━━ SOURCE ━━
Home > mailing lists

Re: COPY table_name (single_column) FROM 'iso-8859-1.txt' DELIMITER E'\n' - Mailing list pgsql-hackers

From	Joel Jacobson
Subject	Re: COPY table_name (single_column) FROM 'iso-8859-1.txt' DELIMITER E'\n'
Date	May 6, 2021 05:52:11
Msg-id	a8a39fbf-cf4f-4292-b994-fe997a45946c@www.fastmail.com Whole thread Raw
In response to	Re: COPY table_name (single_column) FROM 'iso-8859-1.txt' DELIMITER E'\n' (Tom Lane <tgl@sss.pgh.pa.us>)
List	pgsql-hackers

Tree view

On Wed, May 5, 2021, at 21:51, Tom Lane wrote:

Andrew Dunstan <andrew@dunslane.net> writes:
> On 5/5/21 2:45 PM, Tom Lane wrote:
>> Yeah, that's because of the conversion to "chr". But a regexp
>> is overkill for that anyway. Don't we have something that will
>> split on simple substring matches?
━━━
━━ PROVIDED MATERIAL ━━
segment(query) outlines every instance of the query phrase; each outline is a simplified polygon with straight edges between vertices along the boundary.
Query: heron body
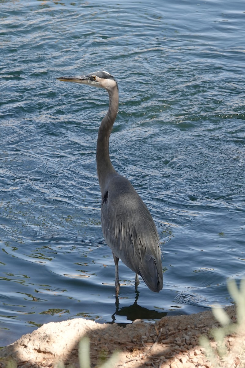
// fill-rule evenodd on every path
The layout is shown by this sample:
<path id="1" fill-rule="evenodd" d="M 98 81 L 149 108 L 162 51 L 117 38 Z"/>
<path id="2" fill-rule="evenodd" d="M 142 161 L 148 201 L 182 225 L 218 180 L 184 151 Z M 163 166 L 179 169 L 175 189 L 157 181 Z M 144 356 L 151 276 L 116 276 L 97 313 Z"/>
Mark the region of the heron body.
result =
<path id="1" fill-rule="evenodd" d="M 155 224 L 131 183 L 116 171 L 110 159 L 109 138 L 118 109 L 116 81 L 105 71 L 57 79 L 104 88 L 109 95 L 108 111 L 99 128 L 96 161 L 102 196 L 102 231 L 112 251 L 115 263 L 116 296 L 120 286 L 119 259 L 135 272 L 136 287 L 139 275 L 151 290 L 159 292 L 162 289 L 163 273 L 159 238 Z"/>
━━━
### WORK REQUIRED
Check each statement against the mailing list message and answer yes or no, quoting the words from the message that decide it. 1. The message was posted to the pgsql-hackers list. 2. Tom Lane says a regexp is the right tool for the job. 3. Tom Lane's quoted message is dated May 5, 2021. The data has nothing to do with the mailing list message.

### OUTPUT BELOW
1. Yes: "Mailing list pgsql-hackers"
2. No: "is overkill for that anyway"
3. Yes: "On Wed, May 5, 2021, at 21:51, Tom Lane wrote:"